**Written exercise**
From the entries below, pull out each line that contains the string "poppy" and copy it unchanged.

..............................

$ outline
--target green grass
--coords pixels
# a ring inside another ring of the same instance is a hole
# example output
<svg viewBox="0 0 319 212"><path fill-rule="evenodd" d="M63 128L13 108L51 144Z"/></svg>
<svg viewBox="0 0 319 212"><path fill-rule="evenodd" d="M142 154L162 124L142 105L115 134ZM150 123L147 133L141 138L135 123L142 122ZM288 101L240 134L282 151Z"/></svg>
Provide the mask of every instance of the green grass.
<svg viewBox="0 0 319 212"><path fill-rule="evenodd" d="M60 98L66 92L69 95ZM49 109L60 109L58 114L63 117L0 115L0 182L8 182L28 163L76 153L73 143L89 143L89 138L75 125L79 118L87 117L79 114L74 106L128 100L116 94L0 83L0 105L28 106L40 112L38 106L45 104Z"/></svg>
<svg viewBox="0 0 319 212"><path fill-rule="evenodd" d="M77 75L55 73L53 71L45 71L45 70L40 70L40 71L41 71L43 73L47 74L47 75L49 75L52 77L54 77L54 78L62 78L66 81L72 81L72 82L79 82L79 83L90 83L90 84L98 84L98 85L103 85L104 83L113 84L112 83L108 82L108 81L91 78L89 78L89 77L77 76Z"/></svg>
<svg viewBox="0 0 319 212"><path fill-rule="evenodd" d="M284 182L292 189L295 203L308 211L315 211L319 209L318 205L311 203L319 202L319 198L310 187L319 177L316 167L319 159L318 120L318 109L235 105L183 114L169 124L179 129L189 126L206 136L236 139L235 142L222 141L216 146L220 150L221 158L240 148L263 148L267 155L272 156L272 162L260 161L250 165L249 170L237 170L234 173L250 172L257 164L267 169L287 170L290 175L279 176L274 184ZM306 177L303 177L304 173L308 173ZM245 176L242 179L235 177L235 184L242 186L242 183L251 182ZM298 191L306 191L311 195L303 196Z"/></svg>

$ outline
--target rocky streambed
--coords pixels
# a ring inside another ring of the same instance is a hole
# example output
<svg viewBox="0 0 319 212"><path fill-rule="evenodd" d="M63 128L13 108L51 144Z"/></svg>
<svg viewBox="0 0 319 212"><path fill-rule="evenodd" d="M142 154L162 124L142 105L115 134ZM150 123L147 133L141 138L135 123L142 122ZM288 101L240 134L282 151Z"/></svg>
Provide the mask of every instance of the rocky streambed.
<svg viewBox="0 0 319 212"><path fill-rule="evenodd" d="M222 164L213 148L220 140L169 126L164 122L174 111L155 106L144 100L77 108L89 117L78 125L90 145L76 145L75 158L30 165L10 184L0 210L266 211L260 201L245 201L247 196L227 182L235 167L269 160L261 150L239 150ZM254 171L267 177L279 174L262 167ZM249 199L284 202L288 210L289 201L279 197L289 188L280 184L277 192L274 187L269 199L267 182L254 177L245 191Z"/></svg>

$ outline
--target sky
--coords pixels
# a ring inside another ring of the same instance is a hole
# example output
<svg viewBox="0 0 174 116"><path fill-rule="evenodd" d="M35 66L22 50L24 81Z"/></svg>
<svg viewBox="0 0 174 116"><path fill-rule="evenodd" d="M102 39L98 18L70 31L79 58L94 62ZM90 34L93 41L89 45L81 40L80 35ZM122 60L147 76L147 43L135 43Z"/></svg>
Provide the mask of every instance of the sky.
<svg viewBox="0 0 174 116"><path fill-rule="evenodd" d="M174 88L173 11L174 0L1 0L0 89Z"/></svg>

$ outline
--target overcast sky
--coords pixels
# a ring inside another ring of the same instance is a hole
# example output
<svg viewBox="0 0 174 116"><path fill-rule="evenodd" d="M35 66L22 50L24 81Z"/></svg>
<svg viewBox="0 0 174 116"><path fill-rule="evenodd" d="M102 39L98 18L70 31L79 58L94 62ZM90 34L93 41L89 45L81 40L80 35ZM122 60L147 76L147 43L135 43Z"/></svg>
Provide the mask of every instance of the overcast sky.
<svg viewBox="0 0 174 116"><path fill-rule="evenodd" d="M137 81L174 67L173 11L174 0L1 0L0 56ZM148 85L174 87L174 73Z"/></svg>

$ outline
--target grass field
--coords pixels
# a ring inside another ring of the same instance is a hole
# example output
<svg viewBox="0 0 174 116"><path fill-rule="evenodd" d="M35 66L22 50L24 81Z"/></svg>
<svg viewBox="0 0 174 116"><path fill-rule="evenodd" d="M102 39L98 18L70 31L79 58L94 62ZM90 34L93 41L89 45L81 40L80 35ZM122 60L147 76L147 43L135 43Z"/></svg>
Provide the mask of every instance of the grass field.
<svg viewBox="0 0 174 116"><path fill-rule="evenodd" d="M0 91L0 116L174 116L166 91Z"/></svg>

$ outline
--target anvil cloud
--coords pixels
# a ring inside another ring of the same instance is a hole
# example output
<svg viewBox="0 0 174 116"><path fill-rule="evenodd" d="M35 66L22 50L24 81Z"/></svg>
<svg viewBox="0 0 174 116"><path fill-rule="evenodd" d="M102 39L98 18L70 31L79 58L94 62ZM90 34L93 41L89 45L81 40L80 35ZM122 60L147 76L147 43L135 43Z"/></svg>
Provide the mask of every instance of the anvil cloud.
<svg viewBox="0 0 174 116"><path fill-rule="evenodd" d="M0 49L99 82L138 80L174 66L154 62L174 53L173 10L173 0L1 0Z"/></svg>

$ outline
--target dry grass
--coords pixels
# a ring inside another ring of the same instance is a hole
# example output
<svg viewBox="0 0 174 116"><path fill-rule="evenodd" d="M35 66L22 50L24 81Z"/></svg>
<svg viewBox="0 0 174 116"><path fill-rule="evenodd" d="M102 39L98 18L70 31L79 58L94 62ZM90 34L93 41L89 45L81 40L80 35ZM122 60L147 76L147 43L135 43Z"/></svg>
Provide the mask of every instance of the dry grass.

..............................

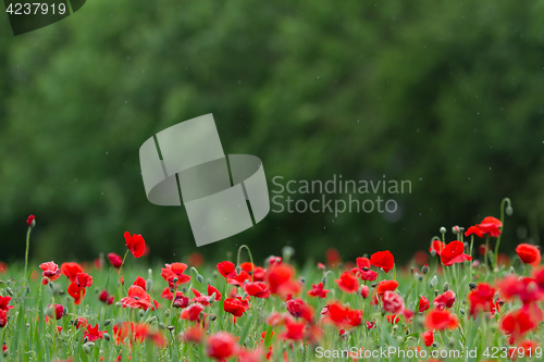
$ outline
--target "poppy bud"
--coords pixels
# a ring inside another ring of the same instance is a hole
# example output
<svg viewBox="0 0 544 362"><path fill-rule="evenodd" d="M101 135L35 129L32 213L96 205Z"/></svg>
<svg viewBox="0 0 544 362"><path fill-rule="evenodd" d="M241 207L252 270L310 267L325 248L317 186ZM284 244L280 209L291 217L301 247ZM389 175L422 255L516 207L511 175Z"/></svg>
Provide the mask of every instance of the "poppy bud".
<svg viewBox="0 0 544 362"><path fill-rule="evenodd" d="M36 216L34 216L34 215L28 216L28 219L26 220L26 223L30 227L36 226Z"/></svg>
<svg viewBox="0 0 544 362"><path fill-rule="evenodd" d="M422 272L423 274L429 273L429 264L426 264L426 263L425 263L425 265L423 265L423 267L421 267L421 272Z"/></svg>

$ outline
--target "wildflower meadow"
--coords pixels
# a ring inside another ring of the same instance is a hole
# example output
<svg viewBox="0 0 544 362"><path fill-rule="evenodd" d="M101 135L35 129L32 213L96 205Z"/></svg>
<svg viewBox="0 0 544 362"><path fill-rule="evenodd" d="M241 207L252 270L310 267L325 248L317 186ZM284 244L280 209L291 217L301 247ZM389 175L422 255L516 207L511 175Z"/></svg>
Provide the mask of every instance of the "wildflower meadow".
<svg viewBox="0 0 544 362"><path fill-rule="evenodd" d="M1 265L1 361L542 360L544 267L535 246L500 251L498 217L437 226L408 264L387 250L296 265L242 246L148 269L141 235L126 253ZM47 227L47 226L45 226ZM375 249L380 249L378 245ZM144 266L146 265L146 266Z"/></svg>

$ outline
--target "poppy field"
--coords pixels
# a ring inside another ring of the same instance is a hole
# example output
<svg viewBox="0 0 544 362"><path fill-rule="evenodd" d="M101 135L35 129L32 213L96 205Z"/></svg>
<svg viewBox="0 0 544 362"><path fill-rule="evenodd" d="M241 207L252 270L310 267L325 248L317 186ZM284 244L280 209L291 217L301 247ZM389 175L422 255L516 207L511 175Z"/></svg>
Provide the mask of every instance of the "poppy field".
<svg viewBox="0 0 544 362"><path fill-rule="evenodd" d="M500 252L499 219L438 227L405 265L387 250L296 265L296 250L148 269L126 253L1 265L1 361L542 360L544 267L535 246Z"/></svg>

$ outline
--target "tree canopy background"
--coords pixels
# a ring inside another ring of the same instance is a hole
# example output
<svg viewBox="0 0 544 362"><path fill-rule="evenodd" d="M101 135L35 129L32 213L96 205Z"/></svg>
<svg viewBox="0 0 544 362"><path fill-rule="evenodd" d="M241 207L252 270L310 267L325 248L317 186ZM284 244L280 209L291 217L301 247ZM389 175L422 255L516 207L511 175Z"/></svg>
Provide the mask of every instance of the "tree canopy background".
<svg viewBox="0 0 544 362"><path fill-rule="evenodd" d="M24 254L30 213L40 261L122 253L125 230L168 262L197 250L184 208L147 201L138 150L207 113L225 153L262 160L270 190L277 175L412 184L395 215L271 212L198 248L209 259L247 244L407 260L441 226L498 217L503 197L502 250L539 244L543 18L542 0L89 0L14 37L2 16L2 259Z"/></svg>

..............................

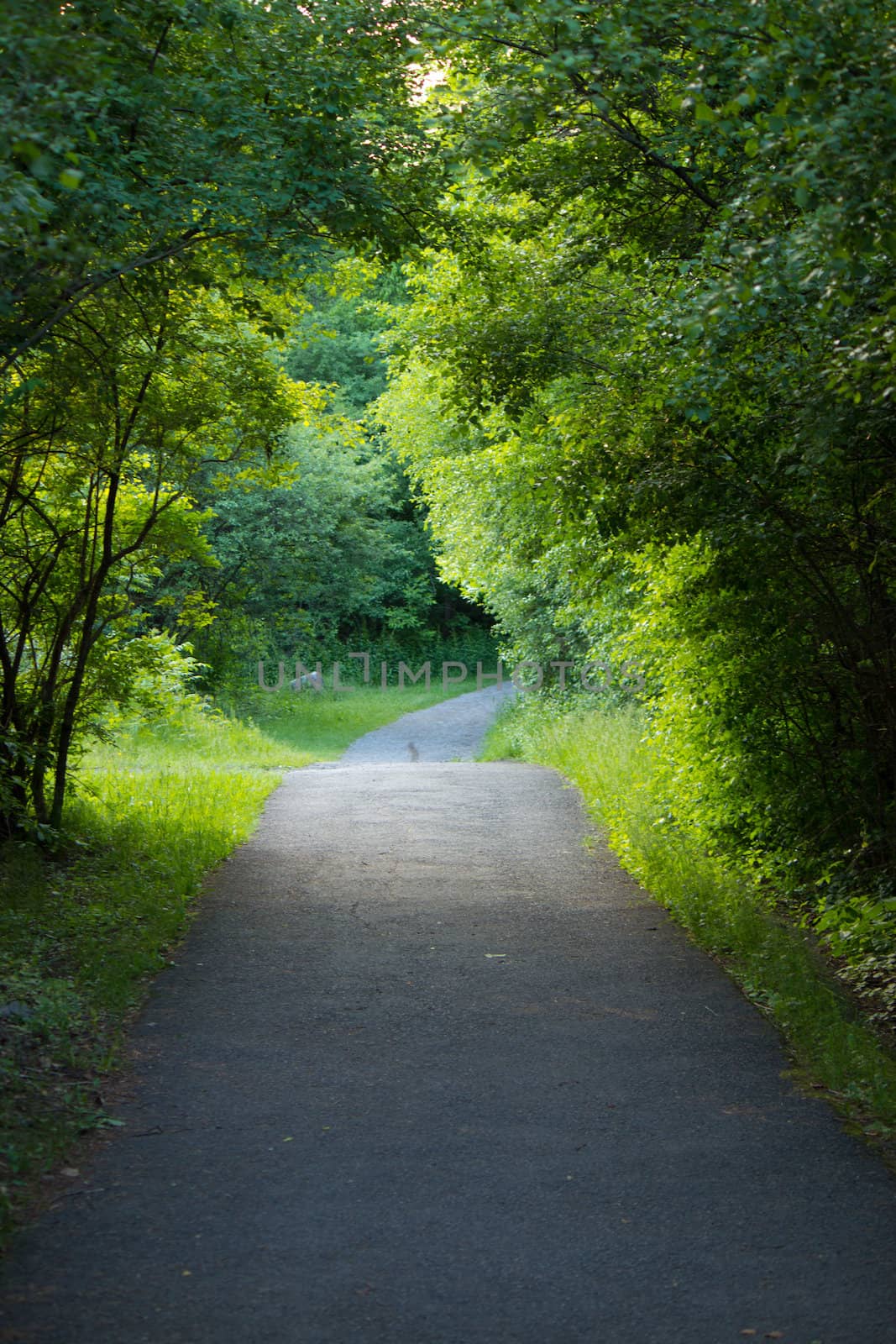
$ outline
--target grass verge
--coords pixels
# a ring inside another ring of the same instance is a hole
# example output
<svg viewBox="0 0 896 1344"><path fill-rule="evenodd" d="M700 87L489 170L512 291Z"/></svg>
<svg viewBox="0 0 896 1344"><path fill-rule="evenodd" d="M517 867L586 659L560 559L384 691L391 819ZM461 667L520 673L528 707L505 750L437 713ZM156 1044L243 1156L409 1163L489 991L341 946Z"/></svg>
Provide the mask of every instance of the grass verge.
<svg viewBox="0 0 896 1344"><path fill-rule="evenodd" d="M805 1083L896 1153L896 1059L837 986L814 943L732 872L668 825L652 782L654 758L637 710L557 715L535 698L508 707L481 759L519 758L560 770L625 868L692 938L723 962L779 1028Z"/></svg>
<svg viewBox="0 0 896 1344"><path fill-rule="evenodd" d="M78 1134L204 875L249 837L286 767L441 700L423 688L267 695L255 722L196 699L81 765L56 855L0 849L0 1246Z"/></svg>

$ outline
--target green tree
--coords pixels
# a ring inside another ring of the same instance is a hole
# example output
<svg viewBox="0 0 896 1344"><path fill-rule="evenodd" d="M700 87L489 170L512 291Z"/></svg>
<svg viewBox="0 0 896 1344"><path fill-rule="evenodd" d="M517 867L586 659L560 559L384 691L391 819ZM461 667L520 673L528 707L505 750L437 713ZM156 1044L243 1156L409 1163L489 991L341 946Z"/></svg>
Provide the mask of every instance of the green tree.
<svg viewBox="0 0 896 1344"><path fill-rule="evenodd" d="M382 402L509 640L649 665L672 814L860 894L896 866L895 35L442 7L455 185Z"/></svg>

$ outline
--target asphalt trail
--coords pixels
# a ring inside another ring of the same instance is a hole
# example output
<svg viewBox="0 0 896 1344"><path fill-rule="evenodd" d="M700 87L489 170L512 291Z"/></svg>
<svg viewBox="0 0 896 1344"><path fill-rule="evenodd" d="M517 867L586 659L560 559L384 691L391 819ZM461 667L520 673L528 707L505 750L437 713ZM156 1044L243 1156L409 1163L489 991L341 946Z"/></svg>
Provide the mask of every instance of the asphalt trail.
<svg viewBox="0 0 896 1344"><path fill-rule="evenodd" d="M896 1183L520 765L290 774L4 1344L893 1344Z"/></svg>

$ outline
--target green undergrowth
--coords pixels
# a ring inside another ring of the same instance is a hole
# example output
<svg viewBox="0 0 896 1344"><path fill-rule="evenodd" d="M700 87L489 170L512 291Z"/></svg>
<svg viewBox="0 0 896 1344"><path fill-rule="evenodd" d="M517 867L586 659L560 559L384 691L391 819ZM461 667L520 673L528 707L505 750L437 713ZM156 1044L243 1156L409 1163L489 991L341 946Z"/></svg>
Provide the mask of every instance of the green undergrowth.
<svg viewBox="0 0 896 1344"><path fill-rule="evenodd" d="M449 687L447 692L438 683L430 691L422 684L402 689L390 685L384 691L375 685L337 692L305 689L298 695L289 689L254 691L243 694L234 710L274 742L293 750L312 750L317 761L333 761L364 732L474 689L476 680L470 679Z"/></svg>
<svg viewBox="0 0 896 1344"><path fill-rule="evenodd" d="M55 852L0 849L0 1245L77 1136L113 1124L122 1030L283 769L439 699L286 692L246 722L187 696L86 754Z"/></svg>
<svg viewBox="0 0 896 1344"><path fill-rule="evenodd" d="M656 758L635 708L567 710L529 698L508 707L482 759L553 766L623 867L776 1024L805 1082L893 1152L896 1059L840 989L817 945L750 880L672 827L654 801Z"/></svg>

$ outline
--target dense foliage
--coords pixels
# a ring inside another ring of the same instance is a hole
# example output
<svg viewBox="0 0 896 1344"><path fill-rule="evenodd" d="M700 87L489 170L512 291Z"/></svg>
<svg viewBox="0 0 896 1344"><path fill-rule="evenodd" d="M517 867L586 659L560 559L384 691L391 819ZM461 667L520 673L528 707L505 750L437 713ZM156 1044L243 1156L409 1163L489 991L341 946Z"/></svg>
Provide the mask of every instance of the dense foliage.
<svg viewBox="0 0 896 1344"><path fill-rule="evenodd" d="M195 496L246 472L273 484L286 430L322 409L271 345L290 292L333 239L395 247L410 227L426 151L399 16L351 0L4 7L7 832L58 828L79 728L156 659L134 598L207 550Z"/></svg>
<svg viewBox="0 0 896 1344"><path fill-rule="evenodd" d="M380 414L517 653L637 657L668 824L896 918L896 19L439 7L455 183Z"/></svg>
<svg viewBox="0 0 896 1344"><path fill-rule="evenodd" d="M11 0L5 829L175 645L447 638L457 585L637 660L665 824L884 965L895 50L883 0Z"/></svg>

..............................

**Exercise result**
--target "poppy bud"
Provide the mask of every instance of the "poppy bud".
--target "poppy field"
Provide the mask of every instance of the "poppy field".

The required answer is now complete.